● REQUIREMENT
Lines below that include "dropping" are the answer; copy each one.

____________________

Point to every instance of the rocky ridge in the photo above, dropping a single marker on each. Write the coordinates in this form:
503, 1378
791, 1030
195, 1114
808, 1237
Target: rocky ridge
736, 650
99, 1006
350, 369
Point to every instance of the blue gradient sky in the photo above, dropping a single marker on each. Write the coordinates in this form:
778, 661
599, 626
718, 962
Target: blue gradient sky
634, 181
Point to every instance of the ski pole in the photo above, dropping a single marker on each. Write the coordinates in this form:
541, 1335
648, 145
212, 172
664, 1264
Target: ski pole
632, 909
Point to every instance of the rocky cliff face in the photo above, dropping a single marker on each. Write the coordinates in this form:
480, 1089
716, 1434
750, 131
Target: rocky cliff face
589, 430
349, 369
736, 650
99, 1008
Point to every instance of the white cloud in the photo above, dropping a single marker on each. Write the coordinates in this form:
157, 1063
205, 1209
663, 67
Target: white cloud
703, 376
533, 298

____________________

● RESPONSE TO THE EXERCISE
Point to every instance of the rocky ridge in the photo above, dropping a single marker on each. Write the coordinates in this form:
Point to every instance of the blue gradient sky in the photo above, dropping a single marker on each. Write the coordinates in this form:
Point to every instance of the ski pole in the photo above, dropping a single marker on each. Write the coordinates in this form:
Point to every instance of the rocky cliff face in the photo above, dropping a single marker on each. Write the coordinates in this form:
Point to every instance of the white cloud in the photo above, dropping a single marker on each. Write the coordinates in this form:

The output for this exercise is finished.